**Tarea**. Indica cuántas líneas del material contienen la palabra "shrub", teniendo en cuenta mayúsculas y minúsculas. Responde, por favor, solo con el número.

Extractos de datos etiquetados con recuadros:
=-=-=

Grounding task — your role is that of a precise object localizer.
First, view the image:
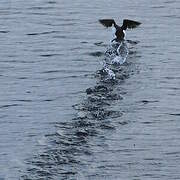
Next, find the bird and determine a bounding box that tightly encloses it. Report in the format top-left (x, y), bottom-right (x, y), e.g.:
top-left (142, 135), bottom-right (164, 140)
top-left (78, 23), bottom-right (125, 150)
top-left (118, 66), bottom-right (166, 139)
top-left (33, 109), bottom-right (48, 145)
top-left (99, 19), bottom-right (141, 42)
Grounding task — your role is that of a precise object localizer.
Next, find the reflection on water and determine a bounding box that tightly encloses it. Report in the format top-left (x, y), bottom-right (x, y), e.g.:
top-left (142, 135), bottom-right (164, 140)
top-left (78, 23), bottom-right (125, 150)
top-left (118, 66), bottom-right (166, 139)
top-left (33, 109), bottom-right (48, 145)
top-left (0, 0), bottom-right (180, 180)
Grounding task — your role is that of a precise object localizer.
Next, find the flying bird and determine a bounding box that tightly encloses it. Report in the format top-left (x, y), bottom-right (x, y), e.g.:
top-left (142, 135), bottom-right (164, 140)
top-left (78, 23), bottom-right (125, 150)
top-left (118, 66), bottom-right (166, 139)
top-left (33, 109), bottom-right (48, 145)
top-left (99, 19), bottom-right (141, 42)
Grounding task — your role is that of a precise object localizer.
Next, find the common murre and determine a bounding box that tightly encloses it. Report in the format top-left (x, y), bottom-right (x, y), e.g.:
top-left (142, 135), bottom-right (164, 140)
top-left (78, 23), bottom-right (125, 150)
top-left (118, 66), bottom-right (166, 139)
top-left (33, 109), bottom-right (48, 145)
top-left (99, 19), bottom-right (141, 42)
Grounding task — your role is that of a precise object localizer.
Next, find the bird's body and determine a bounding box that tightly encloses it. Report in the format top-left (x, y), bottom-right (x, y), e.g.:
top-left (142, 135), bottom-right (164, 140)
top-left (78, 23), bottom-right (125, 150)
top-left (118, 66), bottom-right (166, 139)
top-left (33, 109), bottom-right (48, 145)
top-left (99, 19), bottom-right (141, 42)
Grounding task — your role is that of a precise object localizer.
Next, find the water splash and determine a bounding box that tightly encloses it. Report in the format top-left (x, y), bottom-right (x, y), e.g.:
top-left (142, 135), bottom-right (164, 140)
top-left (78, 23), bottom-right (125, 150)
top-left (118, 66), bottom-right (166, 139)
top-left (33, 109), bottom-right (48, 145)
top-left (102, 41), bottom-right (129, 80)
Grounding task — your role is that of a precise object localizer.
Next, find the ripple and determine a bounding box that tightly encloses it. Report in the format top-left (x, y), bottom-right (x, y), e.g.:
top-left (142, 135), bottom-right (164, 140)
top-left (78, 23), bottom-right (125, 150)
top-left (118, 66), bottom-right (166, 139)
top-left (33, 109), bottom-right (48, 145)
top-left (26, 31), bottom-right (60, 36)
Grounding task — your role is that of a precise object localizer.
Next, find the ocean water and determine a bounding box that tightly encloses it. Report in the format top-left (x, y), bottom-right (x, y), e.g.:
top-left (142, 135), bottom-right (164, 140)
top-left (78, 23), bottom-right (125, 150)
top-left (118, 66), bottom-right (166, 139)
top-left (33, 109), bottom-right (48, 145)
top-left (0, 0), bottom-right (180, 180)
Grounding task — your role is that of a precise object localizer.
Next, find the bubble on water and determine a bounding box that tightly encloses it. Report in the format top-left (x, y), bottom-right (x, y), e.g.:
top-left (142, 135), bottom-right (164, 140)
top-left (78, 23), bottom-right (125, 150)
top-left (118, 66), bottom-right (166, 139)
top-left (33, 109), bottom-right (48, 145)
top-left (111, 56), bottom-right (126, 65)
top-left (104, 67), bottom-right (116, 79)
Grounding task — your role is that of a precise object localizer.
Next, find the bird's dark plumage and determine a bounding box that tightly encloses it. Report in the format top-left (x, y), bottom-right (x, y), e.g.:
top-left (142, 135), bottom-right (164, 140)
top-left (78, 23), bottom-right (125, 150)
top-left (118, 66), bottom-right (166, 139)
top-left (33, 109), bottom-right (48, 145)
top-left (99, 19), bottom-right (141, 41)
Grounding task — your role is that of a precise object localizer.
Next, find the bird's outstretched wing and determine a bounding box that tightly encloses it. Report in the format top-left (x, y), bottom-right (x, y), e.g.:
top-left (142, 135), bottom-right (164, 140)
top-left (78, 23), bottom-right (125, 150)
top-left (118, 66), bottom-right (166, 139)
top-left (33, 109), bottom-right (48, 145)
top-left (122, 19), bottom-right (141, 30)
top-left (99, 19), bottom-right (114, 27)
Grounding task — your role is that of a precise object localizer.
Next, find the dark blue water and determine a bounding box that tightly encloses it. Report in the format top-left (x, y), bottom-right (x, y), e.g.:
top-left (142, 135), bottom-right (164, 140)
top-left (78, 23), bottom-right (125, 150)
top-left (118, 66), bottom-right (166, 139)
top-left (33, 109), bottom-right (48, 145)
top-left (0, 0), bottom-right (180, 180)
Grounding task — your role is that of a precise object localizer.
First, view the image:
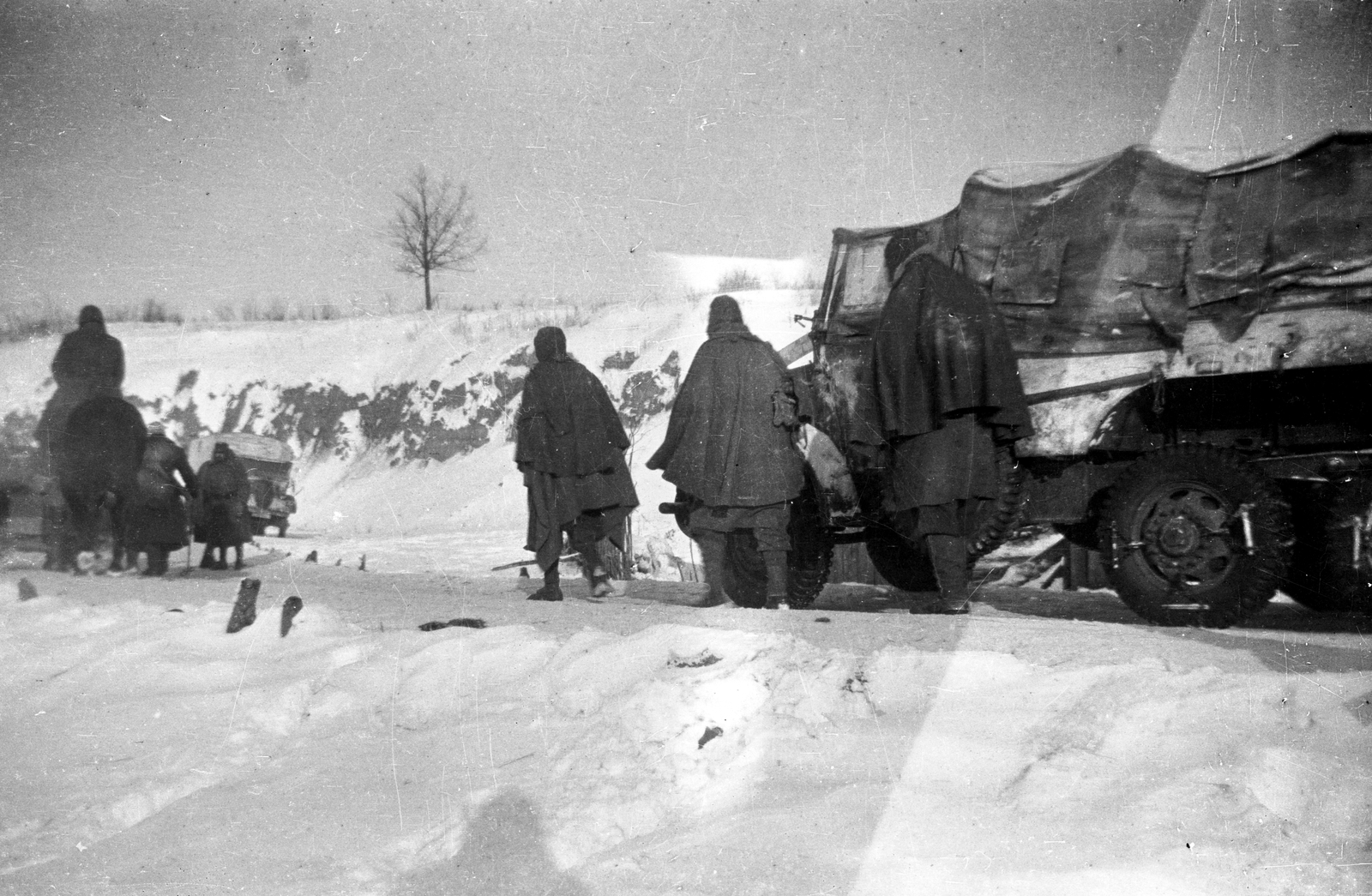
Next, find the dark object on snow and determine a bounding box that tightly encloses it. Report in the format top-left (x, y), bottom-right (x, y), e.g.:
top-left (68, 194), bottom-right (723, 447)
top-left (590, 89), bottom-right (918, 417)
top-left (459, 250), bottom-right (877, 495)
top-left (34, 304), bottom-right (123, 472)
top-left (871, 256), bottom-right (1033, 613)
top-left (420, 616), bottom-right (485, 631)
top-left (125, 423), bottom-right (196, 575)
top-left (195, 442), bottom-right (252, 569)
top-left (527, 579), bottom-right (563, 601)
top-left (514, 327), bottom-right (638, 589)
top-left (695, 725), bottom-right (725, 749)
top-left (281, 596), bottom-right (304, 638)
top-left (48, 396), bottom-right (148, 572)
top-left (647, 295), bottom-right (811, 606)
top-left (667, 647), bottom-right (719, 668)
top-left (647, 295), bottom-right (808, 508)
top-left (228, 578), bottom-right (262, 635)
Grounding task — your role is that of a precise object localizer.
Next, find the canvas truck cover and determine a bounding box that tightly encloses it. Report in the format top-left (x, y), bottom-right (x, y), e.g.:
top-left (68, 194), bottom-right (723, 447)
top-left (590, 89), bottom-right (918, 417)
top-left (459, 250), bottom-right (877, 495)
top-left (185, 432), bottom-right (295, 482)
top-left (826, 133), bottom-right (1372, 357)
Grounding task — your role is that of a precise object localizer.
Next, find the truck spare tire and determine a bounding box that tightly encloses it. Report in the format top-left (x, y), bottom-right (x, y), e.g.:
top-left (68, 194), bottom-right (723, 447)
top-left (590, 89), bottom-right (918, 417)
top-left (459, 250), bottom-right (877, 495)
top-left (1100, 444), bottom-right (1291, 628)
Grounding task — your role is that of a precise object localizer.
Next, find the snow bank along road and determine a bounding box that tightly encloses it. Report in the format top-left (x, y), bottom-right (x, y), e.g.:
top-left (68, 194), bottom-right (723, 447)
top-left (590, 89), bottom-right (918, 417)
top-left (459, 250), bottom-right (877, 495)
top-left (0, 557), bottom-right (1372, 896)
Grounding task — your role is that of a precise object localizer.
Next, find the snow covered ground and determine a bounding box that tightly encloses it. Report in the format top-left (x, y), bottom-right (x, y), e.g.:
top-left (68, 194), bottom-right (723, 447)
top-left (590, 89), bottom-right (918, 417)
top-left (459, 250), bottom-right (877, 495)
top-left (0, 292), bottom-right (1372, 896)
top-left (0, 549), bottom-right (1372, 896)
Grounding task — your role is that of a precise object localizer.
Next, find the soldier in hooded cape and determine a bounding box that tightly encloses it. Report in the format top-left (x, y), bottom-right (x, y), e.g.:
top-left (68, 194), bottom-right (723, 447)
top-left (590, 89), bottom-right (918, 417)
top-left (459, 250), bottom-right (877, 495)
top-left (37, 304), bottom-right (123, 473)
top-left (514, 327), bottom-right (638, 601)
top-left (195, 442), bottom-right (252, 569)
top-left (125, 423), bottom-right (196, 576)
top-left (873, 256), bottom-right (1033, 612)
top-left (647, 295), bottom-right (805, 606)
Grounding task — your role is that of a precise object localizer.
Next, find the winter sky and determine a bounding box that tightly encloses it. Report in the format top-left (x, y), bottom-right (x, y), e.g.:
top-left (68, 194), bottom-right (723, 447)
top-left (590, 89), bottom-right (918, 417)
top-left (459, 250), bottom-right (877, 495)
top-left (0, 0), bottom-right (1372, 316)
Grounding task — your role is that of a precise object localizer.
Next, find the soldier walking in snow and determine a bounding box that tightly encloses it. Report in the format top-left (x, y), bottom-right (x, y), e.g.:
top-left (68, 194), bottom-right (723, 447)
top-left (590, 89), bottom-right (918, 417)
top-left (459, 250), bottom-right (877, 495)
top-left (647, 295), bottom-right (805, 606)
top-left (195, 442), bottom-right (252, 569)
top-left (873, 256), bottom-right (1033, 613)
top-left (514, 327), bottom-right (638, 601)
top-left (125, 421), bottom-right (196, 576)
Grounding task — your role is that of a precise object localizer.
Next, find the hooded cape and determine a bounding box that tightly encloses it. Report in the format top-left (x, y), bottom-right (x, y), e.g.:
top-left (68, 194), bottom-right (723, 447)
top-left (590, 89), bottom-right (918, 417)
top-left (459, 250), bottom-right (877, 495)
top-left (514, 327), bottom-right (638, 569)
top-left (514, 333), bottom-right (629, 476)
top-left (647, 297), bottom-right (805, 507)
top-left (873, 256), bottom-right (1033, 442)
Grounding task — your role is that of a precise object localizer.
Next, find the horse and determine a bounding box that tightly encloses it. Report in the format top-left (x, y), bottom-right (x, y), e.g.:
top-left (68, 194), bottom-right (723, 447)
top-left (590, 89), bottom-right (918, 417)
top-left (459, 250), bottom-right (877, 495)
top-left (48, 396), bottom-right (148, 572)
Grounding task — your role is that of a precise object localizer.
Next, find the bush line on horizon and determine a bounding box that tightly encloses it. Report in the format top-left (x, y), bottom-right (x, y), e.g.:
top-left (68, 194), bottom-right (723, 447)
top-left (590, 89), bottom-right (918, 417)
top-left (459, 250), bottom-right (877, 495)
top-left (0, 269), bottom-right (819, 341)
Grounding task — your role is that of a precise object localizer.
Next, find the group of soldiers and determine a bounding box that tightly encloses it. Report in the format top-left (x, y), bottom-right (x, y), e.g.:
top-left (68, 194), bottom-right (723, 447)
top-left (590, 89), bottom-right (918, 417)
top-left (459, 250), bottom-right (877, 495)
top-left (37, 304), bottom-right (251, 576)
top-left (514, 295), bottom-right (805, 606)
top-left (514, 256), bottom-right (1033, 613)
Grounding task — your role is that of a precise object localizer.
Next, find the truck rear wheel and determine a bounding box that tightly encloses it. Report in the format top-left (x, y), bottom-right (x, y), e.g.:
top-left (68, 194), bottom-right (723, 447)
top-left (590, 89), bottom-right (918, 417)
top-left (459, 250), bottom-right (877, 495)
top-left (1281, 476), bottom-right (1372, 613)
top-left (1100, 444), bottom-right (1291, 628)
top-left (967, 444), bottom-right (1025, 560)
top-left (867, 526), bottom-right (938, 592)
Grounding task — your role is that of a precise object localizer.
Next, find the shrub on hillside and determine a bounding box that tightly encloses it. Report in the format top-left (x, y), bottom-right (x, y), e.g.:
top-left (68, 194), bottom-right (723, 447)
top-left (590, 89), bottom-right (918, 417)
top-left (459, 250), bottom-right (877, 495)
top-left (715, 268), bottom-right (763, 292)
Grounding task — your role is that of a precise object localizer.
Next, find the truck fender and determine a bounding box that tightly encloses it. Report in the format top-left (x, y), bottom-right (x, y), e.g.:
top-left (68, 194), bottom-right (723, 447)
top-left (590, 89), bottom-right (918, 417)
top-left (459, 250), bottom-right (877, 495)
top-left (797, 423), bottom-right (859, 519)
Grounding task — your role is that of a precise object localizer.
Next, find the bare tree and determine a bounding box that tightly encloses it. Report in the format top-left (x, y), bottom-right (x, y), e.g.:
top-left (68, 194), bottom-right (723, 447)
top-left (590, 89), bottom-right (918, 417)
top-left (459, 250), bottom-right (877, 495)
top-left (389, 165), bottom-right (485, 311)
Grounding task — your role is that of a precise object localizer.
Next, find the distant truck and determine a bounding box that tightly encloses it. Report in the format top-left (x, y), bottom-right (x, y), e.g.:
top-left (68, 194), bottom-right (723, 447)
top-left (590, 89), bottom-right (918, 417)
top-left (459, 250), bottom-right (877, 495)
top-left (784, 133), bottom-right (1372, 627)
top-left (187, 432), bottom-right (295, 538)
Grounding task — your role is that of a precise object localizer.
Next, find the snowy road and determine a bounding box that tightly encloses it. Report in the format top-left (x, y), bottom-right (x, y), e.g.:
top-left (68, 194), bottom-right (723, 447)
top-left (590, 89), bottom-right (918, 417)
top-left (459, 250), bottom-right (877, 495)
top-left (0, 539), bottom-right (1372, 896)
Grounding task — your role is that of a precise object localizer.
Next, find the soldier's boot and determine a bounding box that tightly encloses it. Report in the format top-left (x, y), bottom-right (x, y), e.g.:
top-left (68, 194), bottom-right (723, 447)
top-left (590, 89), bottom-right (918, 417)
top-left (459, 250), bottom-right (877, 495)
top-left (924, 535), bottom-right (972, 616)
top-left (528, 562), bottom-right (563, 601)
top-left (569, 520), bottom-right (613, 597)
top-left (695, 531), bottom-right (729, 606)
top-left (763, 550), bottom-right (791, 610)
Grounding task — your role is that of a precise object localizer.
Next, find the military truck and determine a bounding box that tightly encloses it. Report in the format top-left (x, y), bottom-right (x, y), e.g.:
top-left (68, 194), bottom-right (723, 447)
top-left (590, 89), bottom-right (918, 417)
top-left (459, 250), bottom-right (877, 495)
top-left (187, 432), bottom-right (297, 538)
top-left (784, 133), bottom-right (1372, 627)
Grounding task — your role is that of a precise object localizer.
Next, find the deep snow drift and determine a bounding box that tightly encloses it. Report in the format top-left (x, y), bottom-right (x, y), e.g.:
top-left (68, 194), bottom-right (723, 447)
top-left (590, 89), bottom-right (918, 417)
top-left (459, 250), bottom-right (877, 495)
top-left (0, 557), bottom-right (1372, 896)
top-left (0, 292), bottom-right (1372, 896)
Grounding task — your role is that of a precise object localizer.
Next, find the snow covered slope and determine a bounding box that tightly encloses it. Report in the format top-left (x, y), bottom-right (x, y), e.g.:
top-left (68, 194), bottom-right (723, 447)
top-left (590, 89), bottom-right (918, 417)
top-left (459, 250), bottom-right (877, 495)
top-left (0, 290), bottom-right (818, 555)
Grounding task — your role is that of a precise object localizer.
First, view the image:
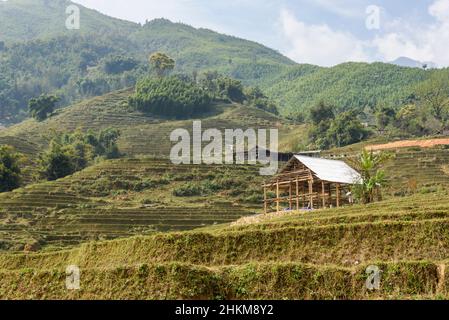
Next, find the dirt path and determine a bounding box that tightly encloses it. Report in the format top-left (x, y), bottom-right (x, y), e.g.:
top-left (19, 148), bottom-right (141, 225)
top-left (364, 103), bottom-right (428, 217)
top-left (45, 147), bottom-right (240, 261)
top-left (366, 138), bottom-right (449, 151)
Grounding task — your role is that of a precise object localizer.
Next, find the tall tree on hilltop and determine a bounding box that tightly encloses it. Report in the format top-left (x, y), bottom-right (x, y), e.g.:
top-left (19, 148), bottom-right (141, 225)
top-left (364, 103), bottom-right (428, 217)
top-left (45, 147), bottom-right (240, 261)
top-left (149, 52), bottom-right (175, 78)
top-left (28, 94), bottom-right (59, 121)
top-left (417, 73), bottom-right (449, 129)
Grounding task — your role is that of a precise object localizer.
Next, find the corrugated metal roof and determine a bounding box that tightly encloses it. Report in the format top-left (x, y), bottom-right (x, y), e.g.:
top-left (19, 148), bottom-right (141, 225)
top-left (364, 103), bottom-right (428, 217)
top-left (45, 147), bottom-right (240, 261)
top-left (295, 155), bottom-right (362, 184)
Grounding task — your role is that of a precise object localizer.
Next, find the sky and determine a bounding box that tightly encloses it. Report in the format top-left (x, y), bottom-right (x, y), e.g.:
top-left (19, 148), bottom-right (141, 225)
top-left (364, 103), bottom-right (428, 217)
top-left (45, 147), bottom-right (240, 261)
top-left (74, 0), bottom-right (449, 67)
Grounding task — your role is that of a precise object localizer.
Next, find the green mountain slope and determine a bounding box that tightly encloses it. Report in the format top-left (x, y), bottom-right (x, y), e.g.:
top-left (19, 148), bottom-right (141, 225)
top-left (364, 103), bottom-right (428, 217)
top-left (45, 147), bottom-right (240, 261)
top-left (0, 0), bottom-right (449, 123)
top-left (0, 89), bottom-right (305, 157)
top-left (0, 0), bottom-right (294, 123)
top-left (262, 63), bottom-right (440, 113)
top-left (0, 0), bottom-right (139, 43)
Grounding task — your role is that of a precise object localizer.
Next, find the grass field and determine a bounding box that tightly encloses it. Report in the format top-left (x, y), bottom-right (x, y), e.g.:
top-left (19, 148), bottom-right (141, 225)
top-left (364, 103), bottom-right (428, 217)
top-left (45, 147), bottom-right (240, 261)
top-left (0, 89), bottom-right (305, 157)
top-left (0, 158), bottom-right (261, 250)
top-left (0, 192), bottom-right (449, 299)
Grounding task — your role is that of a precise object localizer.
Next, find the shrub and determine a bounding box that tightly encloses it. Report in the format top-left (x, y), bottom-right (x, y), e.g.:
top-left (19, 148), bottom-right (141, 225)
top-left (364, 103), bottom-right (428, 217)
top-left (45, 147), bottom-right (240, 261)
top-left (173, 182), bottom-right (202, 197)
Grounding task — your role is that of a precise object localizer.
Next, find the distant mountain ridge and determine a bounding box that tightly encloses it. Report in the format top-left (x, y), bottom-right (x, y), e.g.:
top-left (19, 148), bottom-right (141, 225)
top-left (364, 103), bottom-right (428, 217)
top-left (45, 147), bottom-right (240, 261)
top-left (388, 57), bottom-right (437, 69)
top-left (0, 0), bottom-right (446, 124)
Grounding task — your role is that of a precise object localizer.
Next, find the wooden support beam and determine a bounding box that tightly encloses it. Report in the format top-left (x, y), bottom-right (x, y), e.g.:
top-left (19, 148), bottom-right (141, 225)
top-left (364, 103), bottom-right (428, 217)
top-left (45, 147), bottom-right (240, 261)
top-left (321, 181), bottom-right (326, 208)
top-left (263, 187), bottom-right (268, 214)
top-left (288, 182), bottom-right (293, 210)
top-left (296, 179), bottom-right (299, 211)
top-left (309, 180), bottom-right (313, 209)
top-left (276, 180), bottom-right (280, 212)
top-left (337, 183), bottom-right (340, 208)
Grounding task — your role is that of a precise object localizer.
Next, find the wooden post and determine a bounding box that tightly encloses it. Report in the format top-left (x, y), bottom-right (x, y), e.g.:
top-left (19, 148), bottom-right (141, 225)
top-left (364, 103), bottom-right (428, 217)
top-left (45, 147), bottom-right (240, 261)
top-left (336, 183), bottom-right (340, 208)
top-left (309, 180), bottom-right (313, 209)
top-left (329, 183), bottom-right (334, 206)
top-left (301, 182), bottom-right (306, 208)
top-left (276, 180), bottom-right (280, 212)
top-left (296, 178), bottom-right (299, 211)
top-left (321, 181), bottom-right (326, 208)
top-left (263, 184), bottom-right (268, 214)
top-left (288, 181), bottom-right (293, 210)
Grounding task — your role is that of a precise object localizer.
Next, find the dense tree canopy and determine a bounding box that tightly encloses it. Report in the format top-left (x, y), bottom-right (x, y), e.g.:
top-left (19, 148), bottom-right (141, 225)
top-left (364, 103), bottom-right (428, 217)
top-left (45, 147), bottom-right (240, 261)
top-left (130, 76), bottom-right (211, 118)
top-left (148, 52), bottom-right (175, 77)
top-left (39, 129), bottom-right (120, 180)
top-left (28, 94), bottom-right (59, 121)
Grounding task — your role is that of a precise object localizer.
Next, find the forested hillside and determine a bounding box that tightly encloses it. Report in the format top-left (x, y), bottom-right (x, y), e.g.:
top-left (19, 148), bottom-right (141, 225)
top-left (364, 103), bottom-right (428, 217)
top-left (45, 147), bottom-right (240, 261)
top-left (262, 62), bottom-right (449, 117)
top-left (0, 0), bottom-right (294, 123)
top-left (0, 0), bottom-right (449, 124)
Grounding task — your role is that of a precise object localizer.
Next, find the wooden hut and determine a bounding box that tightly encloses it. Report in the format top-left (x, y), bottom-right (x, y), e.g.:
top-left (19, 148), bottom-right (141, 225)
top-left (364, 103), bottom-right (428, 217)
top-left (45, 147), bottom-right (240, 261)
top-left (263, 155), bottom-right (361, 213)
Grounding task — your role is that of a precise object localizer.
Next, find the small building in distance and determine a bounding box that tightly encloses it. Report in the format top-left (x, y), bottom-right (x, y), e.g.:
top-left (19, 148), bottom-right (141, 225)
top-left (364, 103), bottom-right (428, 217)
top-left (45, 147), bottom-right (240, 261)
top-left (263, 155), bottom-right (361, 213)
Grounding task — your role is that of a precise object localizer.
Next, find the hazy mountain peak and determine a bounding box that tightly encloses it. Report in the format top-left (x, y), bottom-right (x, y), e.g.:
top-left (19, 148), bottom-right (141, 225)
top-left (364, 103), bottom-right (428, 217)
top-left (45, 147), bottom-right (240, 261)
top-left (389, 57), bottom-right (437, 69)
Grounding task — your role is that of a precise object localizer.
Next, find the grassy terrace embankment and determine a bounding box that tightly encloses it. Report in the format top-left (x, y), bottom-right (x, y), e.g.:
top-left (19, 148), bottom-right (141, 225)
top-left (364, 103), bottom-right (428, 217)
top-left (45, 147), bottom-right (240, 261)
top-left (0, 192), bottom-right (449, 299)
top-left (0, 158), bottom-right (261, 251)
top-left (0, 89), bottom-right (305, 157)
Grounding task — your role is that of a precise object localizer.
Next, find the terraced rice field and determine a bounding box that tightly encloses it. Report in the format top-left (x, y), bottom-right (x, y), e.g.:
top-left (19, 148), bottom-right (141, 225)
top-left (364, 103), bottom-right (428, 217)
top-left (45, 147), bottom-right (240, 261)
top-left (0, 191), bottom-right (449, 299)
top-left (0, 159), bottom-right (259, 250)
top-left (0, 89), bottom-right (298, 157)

=-=-=

**Solución del ejercicio**. 2